═══ The records ═══

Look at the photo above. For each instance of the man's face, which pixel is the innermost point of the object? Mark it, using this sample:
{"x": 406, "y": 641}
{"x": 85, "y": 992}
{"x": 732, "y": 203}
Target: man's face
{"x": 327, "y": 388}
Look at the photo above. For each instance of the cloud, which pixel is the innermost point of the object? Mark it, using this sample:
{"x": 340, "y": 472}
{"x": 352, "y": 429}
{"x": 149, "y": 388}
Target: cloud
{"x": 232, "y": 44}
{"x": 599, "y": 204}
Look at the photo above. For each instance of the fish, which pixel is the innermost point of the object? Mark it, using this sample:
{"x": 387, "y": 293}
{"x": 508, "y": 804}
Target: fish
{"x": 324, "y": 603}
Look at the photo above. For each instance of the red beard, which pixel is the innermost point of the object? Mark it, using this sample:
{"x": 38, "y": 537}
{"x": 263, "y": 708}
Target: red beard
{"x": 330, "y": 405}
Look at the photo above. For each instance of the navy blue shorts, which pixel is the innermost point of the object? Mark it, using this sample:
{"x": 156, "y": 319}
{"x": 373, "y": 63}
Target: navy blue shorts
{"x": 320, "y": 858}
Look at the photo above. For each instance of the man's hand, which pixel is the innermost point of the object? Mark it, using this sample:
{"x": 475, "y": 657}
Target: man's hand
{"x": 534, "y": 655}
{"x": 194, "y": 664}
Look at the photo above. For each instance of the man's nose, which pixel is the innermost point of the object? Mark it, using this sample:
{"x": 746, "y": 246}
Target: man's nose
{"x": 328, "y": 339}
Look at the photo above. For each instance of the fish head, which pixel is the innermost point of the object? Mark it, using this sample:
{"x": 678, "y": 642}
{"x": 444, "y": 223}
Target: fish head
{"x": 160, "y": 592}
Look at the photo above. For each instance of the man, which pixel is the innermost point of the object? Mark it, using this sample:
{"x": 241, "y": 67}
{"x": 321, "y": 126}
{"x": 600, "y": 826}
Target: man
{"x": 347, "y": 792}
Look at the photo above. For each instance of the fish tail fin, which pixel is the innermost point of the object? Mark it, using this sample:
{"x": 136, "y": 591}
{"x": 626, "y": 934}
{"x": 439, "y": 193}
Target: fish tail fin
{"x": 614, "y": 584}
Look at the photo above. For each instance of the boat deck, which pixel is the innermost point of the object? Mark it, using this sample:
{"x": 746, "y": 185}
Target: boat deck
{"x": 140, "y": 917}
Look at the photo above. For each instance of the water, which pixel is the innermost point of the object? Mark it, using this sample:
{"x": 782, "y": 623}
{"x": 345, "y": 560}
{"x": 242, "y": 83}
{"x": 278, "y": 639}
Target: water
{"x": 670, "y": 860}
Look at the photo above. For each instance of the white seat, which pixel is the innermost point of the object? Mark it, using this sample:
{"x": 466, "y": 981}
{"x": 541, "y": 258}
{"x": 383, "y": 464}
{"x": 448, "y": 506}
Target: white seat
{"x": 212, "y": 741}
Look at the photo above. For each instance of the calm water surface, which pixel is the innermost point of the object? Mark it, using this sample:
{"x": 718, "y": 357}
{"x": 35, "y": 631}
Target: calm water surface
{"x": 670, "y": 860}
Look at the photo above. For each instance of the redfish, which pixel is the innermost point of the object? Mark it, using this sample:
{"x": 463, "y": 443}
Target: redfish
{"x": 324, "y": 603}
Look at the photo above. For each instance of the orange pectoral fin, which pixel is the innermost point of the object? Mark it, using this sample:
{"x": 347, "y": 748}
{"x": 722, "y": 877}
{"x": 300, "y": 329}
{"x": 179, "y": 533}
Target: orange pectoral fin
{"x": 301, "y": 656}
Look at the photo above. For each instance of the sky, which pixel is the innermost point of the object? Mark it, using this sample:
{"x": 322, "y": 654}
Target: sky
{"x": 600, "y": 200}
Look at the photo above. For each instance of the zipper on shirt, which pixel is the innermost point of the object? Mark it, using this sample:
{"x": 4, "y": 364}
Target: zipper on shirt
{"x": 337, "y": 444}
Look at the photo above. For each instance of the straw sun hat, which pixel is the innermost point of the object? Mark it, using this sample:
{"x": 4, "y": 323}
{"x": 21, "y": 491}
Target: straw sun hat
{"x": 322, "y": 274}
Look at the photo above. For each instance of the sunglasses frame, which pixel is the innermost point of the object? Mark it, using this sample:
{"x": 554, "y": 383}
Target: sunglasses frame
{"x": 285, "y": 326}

═══

Express the whole listing above as a JSON array of strings, one string per line, skipping any blank lines.

[
  "Look at the photo above. For each instance of the man's face, which pixel is the innermost point of the object? Mark it, using this sample:",
  "{\"x\": 406, \"y\": 641}",
  "{\"x\": 85, \"y\": 992}",
  "{\"x\": 732, \"y\": 203}",
  "Target: man's face",
  "{\"x\": 327, \"y\": 388}",
  "Look at the photo above. For each instance of the cloud, which pixel is the innermost point of the object? Mark it, using this sample:",
  "{\"x\": 340, \"y\": 472}",
  "{\"x\": 352, \"y\": 429}",
  "{\"x\": 149, \"y\": 388}",
  "Target: cloud",
  "{\"x\": 232, \"y\": 44}",
  "{\"x\": 599, \"y\": 204}",
  "Look at the photo above. For each instance of the fish, which pixel is the innermost point of the object? Mark it, using this sample:",
  "{\"x\": 387, \"y\": 293}",
  "{\"x\": 508, \"y\": 804}",
  "Target: fish",
  "{\"x\": 324, \"y\": 603}",
  "Look at the photo above. For each instance of the red beard, which pixel is the innermost point of the object? Mark it, using this sample:",
  "{\"x\": 38, \"y\": 537}",
  "{\"x\": 263, \"y\": 708}",
  "Target: red beard",
  "{\"x\": 330, \"y\": 405}",
  "Look at the photo above. For each instance of the navy blue shorts, which pixel is the innermost point of the object? Mark it, using this sample:",
  "{\"x\": 156, \"y\": 319}",
  "{\"x\": 373, \"y\": 63}",
  "Target: navy blue shorts",
  "{\"x\": 320, \"y\": 858}",
  "Look at the photo above. For each instance of the man's hand, which pixel is the innermost point of the object? Mark it, using this sample:",
  "{\"x\": 475, \"y\": 657}",
  "Target: man's hand",
  "{\"x\": 534, \"y\": 655}",
  "{\"x\": 194, \"y\": 664}",
  "Look at the photo above. For each instance of the man's nose, which pixel is the innermost point of the object? Mark it, using this sample:",
  "{\"x\": 746, \"y\": 246}",
  "Target: man's nose",
  "{\"x\": 328, \"y\": 339}",
  "Look at the photo above. For each instance of the fish head, which pixel is the innermost point of the object? Mark it, using this sample:",
  "{\"x\": 678, \"y\": 642}",
  "{\"x\": 444, \"y\": 223}",
  "Target: fish head",
  "{\"x\": 160, \"y\": 592}",
  "Look at the photo above. For each instance of the man, which pixel is the innermost point of the object? Mark it, using this sample:",
  "{\"x\": 241, \"y\": 67}",
  "{\"x\": 321, \"y\": 126}",
  "{\"x\": 600, \"y\": 826}",
  "Target: man",
  "{\"x\": 347, \"y\": 792}",
  "Look at the photo above. For each instance of the fish tail fin, which pixel is the innermost point of the object? Mark it, using this sample:",
  "{\"x\": 136, \"y\": 591}",
  "{\"x\": 626, \"y\": 934}",
  "{\"x\": 439, \"y\": 193}",
  "Target: fish tail fin",
  "{\"x\": 614, \"y\": 584}",
  "Look at the photo above. For each instance of the boat deck, which pixel is the innermost point of the object? Mark it, using this sample:",
  "{\"x\": 746, \"y\": 185}",
  "Target: boat deck",
  "{\"x\": 140, \"y\": 917}",
  "Look at the photo above. For each instance of the water, which pixel is the innermost point of the object? Mark it, using this sample:",
  "{\"x\": 782, \"y\": 623}",
  "{\"x\": 345, \"y\": 560}",
  "{\"x\": 242, \"y\": 83}",
  "{\"x\": 278, \"y\": 639}",
  "Target: water",
  "{\"x\": 670, \"y\": 860}",
  "Look at the photo above. For each instance of the white seat, which pixel is the innermost point of the object? Mark it, using this sample:",
  "{\"x\": 466, \"y\": 981}",
  "{\"x\": 541, \"y\": 258}",
  "{\"x\": 383, \"y\": 464}",
  "{\"x\": 448, \"y\": 506}",
  "Target: white seat",
  "{\"x\": 212, \"y\": 741}",
  "Look at the photo above. For each instance of the calm water surface, which pixel is the innermost point of the object? Mark it, using this sample:",
  "{\"x\": 718, \"y\": 357}",
  "{\"x\": 35, \"y\": 631}",
  "Target: calm water surface",
  "{\"x\": 670, \"y\": 860}",
  "Look at the photo above. For each instance of the redfish, which pixel is the innermost point of the object? Mark it, using this sample:",
  "{\"x\": 463, \"y\": 443}",
  "Target: redfish",
  "{\"x\": 324, \"y\": 603}",
  "Look at the photo above. For each instance of the orange pectoral fin, which pixel is the innermost point of the object? Mark it, using this sample:",
  "{\"x\": 347, \"y\": 748}",
  "{\"x\": 722, \"y\": 877}",
  "{\"x\": 300, \"y\": 329}",
  "{\"x\": 179, \"y\": 533}",
  "Target: orange pectoral fin",
  "{\"x\": 301, \"y\": 656}",
  "Look at the photo above. For each instance of the sky, which pixel is the innermost point of the object? Mark it, using this sample:",
  "{\"x\": 322, \"y\": 654}",
  "Target: sky",
  "{\"x\": 600, \"y\": 200}",
  "Look at the photo above. For each instance of the zipper on shirt, which pixel is the innermost point of the object? Mark it, using this sample:",
  "{\"x\": 4, \"y\": 364}",
  "Target: zipper on shirt",
  "{\"x\": 337, \"y\": 444}",
  "Look at the photo above. For each instance of the straw sun hat, which pixel is the innermost point of the object? Mark it, using this sample:",
  "{\"x\": 4, \"y\": 323}",
  "{\"x\": 21, \"y\": 491}",
  "Target: straw sun hat",
  "{\"x\": 322, \"y\": 274}",
  "Look at the photo above. For each instance of the sunglasses frame, which pixel is the innermost point of the object? Mark it, using this sample:",
  "{\"x\": 554, \"y\": 383}",
  "Target: sunglasses frame",
  "{\"x\": 285, \"y\": 326}"
]